What the task asks »
Would you retype the whole listing exactly?

BEGIN

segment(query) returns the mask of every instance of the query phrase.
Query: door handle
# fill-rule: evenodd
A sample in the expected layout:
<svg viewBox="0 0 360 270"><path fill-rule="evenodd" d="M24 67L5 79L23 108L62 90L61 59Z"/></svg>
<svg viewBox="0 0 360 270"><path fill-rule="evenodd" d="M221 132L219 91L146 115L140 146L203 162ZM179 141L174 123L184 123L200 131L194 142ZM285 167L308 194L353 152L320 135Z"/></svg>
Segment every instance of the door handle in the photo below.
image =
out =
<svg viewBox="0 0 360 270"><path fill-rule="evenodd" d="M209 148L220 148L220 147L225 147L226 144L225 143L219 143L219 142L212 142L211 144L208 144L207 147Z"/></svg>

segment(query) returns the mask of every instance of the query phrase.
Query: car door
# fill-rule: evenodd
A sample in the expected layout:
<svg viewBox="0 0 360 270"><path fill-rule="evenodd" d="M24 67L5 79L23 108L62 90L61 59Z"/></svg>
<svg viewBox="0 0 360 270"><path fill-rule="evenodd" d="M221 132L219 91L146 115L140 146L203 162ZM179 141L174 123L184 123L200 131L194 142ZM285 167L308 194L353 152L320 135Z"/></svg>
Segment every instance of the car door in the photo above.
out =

END

Answer to this exercise »
segment(query) returns the mask of every instance of the query phrase.
Query: door handle
# fill-rule: evenodd
A sample in the expected layout:
<svg viewBox="0 0 360 270"><path fill-rule="evenodd" d="M24 67L5 79L23 108L62 90L61 59Z"/></svg>
<svg viewBox="0 0 360 270"><path fill-rule="evenodd" d="M221 132L219 91L146 115L140 146L203 162ZM179 141L174 123L184 123L200 131L194 142ZM285 167L308 194L353 152L320 135Z"/></svg>
Segment every instance of the door handle in the photo below.
image =
out =
<svg viewBox="0 0 360 270"><path fill-rule="evenodd" d="M209 148L220 148L220 147L225 147L226 144L225 143L219 143L219 142L212 142L211 144L208 144L207 147Z"/></svg>

segment(query) returns the mask of every instance of the query phrase.
Query: car door
# fill-rule: evenodd
A sample in the expected layout:
<svg viewBox="0 0 360 270"><path fill-rule="evenodd" d="M24 67L5 79L23 108L62 90L61 59Z"/></svg>
<svg viewBox="0 0 360 270"><path fill-rule="evenodd" d="M221 132L219 91L146 115L140 146L203 162ZM179 141L174 123L184 123L200 131L194 142ZM285 167L308 194L353 152L320 135Z"/></svg>
Segment every instance of the car door in the photo above.
out =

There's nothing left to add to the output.